_Exercise objective_
Each entry should be repeated exactly. Its pictures should not be.

_Data section_
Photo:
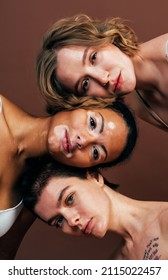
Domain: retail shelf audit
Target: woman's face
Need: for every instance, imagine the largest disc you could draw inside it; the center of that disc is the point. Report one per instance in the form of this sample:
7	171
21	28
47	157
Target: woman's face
86	138
95	71
76	206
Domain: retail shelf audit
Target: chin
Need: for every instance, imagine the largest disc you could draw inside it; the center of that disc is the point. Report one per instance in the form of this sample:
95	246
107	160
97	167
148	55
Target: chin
99	232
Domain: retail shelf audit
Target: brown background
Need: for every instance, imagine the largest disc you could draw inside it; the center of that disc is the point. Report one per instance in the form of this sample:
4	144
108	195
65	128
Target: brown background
144	176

_Result of the exercise_
Photo:
Domain: retail shelf audit
Target: woman's face
Need: for every instance, imagine the largest disc you could draw inside it; the center of that disc is the point. Report one per instance in the form of this sample:
7	171
21	28
47	157
Target: woman's face
86	138
95	71
76	206
Domain: retail shelf audit
Target: chin
Need: for every instance, imagine the largest disc you could draw inside it; the center of that disc is the point. Report one per instance in the form of this sample:
95	246
107	160
97	167
148	55
Target: chin
99	232
Domain: retail shelf audit
Target: brown background
Need: for every instance, imagine the largest disc you could draw inside it; the center of that disc is the point. Report one per instance in the form of this sample:
4	144
108	195
65	128
Target: brown background
144	176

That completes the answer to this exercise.